▸ Passage for review:
----------

Outside, there was a stud groom, four tack men and two coachmen for a string of about ten hunters and coach horses. There were ten gardeners, five gamekeepers, five woodmen, one building foreman, four masons, three carpenters, one cabinet maker, an engine driver for the portable engine, and lodge-keepers at the gates. Farm workers such as cowmen, carters, shepherds etc. were in addition at the various farms. Other workmen came from Burford and neighbouring villages, and were engaged in building stone walls around woods and fields which still exist

today. Some of the men walked from Asthall Leigh near Witney, arriving sometime after 7 a.m., leaving at 5 p.m. and bringing their food with them

- usually bread, cheese, bacon and onions, and cold tea in a bottle. After a while they bought themselves bicycles with fixed wheels, later progressing to pneumatic tyres with free wheels.

In the gardens, you started as a crock boy and then became an improver; crock boys prepared the pots for plants and cuttings. The next step was as journeyman in charge of greenhouses, followed by foreman, head of glass houses and kitchen garden, and finally head gardener. All heads of departments were given a horse and trap for transport.

----------

▸ Recorded information:
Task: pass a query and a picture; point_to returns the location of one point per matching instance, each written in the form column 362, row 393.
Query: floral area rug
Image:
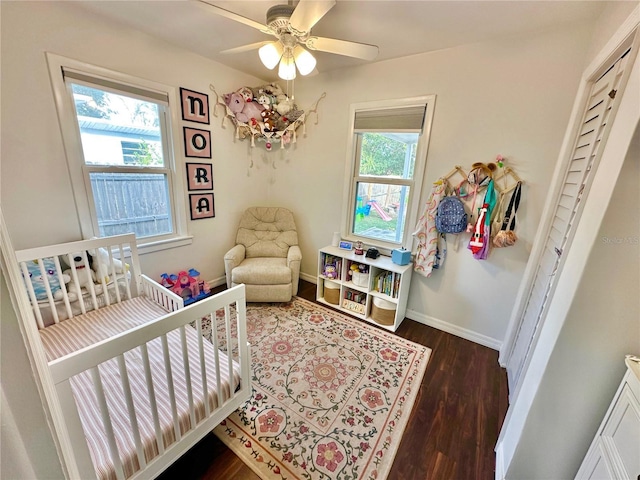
column 331, row 394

----------

▸ Problem description: Copy the stretch of the account of estate workers from "Outside, there was" through "with free wheels.". The material has no connection to the account of estate workers.

▸ Response to this exercise:
Outside, there was a stud groom, four tack men and two coachmen for a string of about ten hunters and coach horses. There were ten gardeners, five gamekeepers, five woodmen, one building foreman, four masons, three carpenters, one cabinet maker, an engine driver for the portable engine, and lodge-keepers at the gates. Farm workers such as cowmen, carters, shepherds etc. were in addition at the various farms. Other workmen came from Burford and neighbouring villages, and were engaged in building stone walls around woods and fields which still exist

today. Some of the men walked from Asthall Leigh near Witney, arriving sometime after 7 a.m., leaving at 5 p.m. and bringing their food with them

- usually bread, cheese, bacon and onions, and cold tea in a bottle. After a while they bought themselves bicycles with fixed wheels, later progressing to pneumatic tyres with free wheels.